<<<<
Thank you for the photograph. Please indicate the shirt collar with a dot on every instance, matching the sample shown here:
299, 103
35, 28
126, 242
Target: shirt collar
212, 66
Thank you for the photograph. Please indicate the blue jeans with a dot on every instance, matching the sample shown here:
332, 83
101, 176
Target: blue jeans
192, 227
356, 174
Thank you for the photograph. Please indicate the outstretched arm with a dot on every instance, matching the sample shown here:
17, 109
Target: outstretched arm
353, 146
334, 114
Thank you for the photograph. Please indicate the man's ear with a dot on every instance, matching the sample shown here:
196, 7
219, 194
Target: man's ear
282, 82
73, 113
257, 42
>>>>
• WHAT IS EXPECTED: Could you update the listing, starting at the line that contains "Thank you for the photograph. Please indicate the man's" and continuing through the end of the listing, so that "man's ear" becomes "woman's ear" and nothing else changes? Give only those lines.

• TASK ANSWER:
Thank you for the photograph. Please indicate the woman's ear with a dot on every instance, matching the sample shown here:
196, 7
219, 194
Target: woman's ear
282, 82
73, 113
257, 42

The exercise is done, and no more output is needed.